***** Available records
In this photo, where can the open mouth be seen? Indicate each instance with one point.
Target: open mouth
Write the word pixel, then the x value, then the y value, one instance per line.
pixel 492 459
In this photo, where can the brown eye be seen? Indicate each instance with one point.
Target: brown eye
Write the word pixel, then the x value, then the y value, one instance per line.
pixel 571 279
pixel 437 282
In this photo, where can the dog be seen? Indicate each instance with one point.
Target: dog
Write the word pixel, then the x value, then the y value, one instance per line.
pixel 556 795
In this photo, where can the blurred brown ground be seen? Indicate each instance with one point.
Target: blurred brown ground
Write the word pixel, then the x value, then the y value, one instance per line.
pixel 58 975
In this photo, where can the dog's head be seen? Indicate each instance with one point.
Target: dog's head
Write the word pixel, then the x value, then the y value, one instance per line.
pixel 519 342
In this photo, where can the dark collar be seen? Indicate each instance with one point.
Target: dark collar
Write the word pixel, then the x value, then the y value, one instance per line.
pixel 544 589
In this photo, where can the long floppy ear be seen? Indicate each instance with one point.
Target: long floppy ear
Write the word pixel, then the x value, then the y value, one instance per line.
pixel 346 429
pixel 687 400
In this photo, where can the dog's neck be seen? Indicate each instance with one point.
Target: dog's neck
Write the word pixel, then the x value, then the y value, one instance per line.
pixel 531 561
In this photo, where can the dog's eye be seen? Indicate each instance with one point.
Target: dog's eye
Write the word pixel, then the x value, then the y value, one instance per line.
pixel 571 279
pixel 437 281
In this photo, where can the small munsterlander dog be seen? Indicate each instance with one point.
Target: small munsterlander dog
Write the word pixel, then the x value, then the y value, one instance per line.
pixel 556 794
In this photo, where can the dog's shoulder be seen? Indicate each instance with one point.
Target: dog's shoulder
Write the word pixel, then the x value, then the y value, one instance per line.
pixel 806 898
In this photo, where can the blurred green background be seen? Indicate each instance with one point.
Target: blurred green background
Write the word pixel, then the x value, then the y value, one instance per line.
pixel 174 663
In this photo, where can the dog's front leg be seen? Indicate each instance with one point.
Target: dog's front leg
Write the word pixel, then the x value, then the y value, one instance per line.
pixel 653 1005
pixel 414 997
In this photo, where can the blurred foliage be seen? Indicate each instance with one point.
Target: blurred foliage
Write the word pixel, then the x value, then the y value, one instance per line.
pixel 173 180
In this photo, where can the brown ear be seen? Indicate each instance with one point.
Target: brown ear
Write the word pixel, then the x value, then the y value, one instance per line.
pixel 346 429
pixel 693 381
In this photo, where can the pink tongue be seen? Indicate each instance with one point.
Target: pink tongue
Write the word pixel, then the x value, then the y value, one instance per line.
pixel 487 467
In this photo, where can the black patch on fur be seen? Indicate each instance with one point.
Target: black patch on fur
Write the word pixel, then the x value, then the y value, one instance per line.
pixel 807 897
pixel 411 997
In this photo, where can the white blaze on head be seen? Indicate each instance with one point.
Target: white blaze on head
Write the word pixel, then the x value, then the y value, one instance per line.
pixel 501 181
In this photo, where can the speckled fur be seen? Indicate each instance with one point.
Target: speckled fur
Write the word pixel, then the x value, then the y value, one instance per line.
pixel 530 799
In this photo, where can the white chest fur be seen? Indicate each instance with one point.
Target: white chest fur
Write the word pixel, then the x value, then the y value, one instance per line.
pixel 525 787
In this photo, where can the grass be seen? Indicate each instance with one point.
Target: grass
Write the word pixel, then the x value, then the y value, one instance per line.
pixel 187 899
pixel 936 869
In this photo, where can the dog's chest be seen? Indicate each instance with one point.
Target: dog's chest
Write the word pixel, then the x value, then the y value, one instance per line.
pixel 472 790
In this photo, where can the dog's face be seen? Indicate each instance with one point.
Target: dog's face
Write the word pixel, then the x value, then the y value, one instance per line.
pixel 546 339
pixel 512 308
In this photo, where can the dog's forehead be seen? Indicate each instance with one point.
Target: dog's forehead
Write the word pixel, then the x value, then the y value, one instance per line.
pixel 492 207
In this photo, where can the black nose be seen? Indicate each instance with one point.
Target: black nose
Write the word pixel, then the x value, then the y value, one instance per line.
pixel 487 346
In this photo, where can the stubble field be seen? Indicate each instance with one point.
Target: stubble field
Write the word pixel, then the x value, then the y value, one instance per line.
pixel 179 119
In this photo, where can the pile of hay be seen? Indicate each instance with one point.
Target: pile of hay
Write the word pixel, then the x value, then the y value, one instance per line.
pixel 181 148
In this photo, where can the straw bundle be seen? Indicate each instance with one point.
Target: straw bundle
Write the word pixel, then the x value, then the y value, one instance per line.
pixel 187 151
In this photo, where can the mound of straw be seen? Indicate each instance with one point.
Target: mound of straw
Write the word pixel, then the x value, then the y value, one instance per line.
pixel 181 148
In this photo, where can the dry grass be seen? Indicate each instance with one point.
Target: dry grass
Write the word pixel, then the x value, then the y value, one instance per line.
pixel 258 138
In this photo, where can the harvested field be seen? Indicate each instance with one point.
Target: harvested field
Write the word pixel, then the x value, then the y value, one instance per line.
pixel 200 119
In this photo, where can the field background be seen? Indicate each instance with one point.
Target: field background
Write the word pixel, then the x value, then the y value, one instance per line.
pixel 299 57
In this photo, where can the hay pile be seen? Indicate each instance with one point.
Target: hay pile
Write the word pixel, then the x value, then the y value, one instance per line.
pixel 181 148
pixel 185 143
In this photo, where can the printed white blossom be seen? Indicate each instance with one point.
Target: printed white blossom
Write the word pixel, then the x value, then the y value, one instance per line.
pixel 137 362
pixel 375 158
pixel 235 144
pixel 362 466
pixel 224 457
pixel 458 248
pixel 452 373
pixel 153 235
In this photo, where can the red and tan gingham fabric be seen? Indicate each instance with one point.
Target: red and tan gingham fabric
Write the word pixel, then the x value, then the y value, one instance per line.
**********
[Problem details] Quote the entire listing above verbatim, from its first line through its last.

[Result]
In this photo, where can the open mouth be seen? Indicate each instance with one point.
Target: open mouth
Write the word pixel, then the x value, then the y value, one instance per line.
pixel 492 459
In this photo, where can the brown eye be seen? Indicate each instance with one point.
Target: brown eye
Write the word pixel, then the x value, then the y value, one instance per line.
pixel 571 279
pixel 437 282
In this photo, where can the dog be seen? Indicate each instance with one point.
Target: dog
Write the word pixel, then the x value, then the y value, one instance per line.
pixel 556 795
In this photo, where can the blurred brown ground be seen? Indicate each instance with one point.
Target: blurred brown ground
Write the word pixel, then the x value, then the y value, one instance per line.
pixel 58 975
In this photo, where can the dog's head be seen? Indicate each instance with one point.
Target: dog's head
Write the word pixel, then the x value, then the y value, one instance per line.
pixel 519 342
In this photo, where can the dark collar be seen? Indicate each instance with one point.
Target: dark collar
Write the word pixel, then the x value, then the y value, one instance per line.
pixel 544 589
In this photo, where can the long floppy ear be seen? Indicate each instance with one point.
Target: long floppy ear
Write the word pixel, then the x value, then the y value, one instance per line.
pixel 346 429
pixel 687 400
In this photo, where can the dog's neck be seen? Indicate each instance with one point.
Target: dog's neck
Write the word pixel, then the x value, then the y value, one instance per line.
pixel 531 561
In this photo, where can the dog's eye be seen? Indicate each instance with one point.
Target: dog's eye
Write the word pixel, then the x value, then the y value, one instance per line.
pixel 571 279
pixel 437 281
In this photo, where can the small munsterlander dog be seen? Indicate each instance with one point.
Target: small munsterlander dog
Write the word pixel, then the x value, then the y value, one instance per line.
pixel 556 794
In this photo, where can the dog's shoulder be seen? Indicate each instance with one point.
Target: dog's shoulder
Write the word pixel, then the x value, then the y value, one instance per line.
pixel 806 898
In this photo, where can the blurred green background be seen? Indicate each instance with one point.
Target: blurred green background
Write the word pixel, then the x value, then the y value, one instance per line.
pixel 174 663
In this photo, where can the dog's front leg be seen? Indicate each instance with one point.
Target: dog's front leg
Write the word pixel, then the x value, then the y value, one instance per line.
pixel 653 1005
pixel 414 997
In this photo, where can the blurred foliage be seen? Indicate each instance with one point.
Target: blurred foliage
Write the word pixel, then the x value, then the y value, one instance per line.
pixel 173 180
In this photo, where can the brown ear be seen? Indicate each instance with one point.
Target: brown ear
Write the word pixel, then the x value, then the y value, one instance per line.
pixel 346 429
pixel 693 381
In this photo, where can the pink tongue be seen? Indicate each instance with one point.
Target: pink tongue
Write the word pixel, then the x value, then the y value, one instance per line.
pixel 487 467
In this photo, where can the black patch on fur be seen? Indicate each instance with one point.
Target: black patch on fur
Write the word pixel, then the x value, then the y value, one instance per line.
pixel 807 897
pixel 411 997
In this photo, where can the white blaze on head be seen? Indicate each instance with one point.
Target: white blaze on head
Write the word pixel, then the x value, then the y value, one instance per line.
pixel 501 181
In this photo, where can the speckled fur be seen? Indicate each instance with one point.
Target: speckled fur
Write the word pixel, then the x value, then the y value, one instance per line.
pixel 530 799
In this photo, where can the white chest fur be seen? Indicate each instance with one point.
Target: white chest fur
Write the word pixel, then the x value, then the y value, one instance per line.
pixel 525 787
In this photo, where can the grass be seen? Indicate each instance with one point.
Target: grass
Write the word pixel, then the x value, then the y value, one instance per line.
pixel 187 899
pixel 936 869
In this photo, where can the dog's chest be seen? Indicate each instance with one point.
Target: dog's chest
Write the word pixel, then the x value, then the y value, one instance per line.
pixel 472 790
In this photo, where can the dog's face be seen? Indicate each instance with one point.
Target: dog's face
Write the word pixel, then the x value, then the y value, one instance per line.
pixel 546 339
pixel 512 308
In this photo, where can the dog's forehead be seen? Indicate each instance with one point.
Target: dog's forehead
Write the word pixel, then the x value, then the y value, one instance per line.
pixel 492 207
In this photo, where can the black nose be seen? Indicate each instance with one point.
Target: black nose
Write the word pixel, then the x value, then the y value, one instance per line.
pixel 487 346
In this photo, where can the stubble field be seen? Indicate each instance with one point.
Target: stubble field
Write the word pixel, then the x value, then the y value, one instance per line.
pixel 179 119
In this photo, where can the pile of hay be seen? Indicate each instance with one point.
Target: pile of hay
Write the word pixel, then the x value, then the y value, one instance per line.
pixel 181 148
In this photo, where can the straw bundle be seen? Indicate each instance with one point.
Target: straw bundle
Write the word pixel, then the x value, then the y value, one instance per line.
pixel 187 151
In this photo, where can the mound of straw be seen? Indicate each instance with one point.
Target: mound of straw
Write the word pixel, then the x value, then the y value, one instance per line.
pixel 181 148
In this photo, where can the dry grass be seen? Indicate each instance with one point.
Target: dry grass
Write the word pixel, then the x value, then the y value, one instance per line.
pixel 258 138
In this photo, where can the harvested field be seen? Indicate each instance with one point.
Target: harvested field
Write the word pixel, then the x value, then the y value, one instance per line.
pixel 200 119
In this photo, where can the field background be seen? Indicate each instance with one point.
Target: field background
Write the word pixel, then the x value, then the y value, one instance per line.
pixel 299 57
In this photo, where can the hay pile be seen? Indicate each instance with one point.
Target: hay pile
Write the word pixel, then the x value, then the y value, one instance per line.
pixel 181 148
pixel 185 143
In this photo, where can the printed white blossom be seen? Indicate each instance with one point.
Target: printed white blossom
Write the word pixel, then the x value, then the y value, one instance per line.
pixel 137 362
pixel 375 158
pixel 235 144
pixel 362 466
pixel 224 457
pixel 458 248
pixel 452 373
pixel 153 235
In this photo, where can the red and tan gingham fabric be seen? Indicate each instance with one point.
Target: red and tan gingham fabric
Write the word pixel, then the x value, then the y value, one instance per line.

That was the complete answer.